* ENUNCIADO
Continue o texto sobre a luta antimanicomial no Brasil a partir da última frase apresentada.

===== TEXTO FORNECIDO =====

Rachel Gouveia – Eu gosto sempre de destacar que por mais que tenhamos avançado na construção da Reforma Psiquiátrica brasileira, sempre foi um campo em disputa. Sempre houve tensões, sempre houve disputas ali no interior da direção da política nacional de saúde mental, álcool e outras drogas. O movimento antimanicomial não é um só, não é apenas o Movimento Nacional da Luta Antimanicomial (MNLA), ao qual eu faço parte. Nós temos o movimento da Rede Internúcleos da Luta Antimanicomial (Renila), temos coletivos, entidades, que também representam a luta antimanicomial no Brasil. É importante reconhecer a pluralidade da luta antimanicomial brasileira. Nós temos o caminho para a construção dos movimentos coletivos, e temos o caminho da institucionalidade, de disputa do aparelho estatal. Em alguns momentos isso se cruza, sujeitos que eram da base da luta antimanicomial ocupam espaços no poder público para poder disputar a direção da política.

===== TRECHOS DOS REGISTROS =====

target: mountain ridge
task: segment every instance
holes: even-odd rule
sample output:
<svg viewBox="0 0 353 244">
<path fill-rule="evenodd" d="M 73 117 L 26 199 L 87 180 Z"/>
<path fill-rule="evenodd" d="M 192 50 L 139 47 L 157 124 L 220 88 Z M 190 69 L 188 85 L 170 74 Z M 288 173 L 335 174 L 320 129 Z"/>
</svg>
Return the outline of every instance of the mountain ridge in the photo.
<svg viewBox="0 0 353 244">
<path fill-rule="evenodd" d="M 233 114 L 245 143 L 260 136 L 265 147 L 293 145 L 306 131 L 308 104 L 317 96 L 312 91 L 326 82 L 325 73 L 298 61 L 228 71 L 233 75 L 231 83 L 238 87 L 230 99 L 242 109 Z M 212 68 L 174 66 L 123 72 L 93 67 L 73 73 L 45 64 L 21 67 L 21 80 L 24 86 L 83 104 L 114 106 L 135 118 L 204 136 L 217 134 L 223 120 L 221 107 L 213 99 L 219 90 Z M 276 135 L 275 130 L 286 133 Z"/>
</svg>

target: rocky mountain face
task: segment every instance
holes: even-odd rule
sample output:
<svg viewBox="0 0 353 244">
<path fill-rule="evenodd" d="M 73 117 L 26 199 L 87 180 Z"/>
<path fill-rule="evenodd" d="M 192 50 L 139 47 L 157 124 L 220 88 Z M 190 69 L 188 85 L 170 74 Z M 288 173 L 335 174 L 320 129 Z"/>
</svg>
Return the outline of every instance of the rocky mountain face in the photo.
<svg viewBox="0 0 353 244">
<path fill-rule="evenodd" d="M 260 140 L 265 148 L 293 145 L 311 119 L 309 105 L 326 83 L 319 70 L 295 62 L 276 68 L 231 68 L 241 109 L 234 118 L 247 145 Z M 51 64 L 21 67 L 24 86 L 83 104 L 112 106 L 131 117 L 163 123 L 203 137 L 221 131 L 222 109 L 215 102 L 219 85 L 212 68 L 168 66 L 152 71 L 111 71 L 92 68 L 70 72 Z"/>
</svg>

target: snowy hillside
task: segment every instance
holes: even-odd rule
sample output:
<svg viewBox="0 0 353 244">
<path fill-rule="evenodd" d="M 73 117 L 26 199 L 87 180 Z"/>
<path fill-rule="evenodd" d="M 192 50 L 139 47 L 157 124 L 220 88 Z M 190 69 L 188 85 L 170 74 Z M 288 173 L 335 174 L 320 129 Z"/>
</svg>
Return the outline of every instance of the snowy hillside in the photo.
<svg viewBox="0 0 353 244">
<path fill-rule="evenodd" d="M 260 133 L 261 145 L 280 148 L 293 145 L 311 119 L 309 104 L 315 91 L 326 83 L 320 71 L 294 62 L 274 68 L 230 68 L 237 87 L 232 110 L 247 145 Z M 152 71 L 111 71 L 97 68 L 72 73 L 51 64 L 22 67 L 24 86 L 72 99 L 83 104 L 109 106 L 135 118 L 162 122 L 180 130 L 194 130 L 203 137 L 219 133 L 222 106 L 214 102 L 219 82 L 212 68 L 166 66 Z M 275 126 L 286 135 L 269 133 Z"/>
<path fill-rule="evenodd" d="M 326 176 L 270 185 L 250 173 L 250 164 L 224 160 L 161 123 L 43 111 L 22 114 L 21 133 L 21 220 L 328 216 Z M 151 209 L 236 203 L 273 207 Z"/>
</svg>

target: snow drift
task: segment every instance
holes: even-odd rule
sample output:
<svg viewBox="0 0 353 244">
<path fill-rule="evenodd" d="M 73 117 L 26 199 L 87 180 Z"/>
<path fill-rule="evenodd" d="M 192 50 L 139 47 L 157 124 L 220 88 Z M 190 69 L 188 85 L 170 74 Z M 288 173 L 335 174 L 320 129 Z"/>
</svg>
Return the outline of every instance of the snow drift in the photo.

=====

* RESOLUÇÃO
Não dá para homogeneizar os sujeitos. Eu faço uma seguinte leitura: na construção desse processo temos: 1) Uma proposta que é baseada nos princípios da radicalidade antimanicomial e anticapitalista, retomando a Carta de Bauru de 1987, e nos princípios que conduzem a uma mudança no projeto de sociedade.  2) A outra proposta seria uma Reforma Psiquiátrica que coaduna, na verdade, que pactua com os interesses do grande capital e reafirma a todo custo uma reforma psiquiátrica que fica meramente em uma mudança legislativa e assistencial, sem disputar o projeto de sociedade como um todo. Em síntese, uma reforma que defende uma linha reformista e uma “reforma” psiquiátrica que seria revolucionária, ou seja, que convoca a radicalidade dos princípios antimanicomiais pensando classe, gênero, raça e sexualidade etc. Por fim, vejo que temos quatro grandes projetos disputando a política de saúde mental como um todo, dois disputando a reforma e dois em uma linha de contrarreforma e retrocesso.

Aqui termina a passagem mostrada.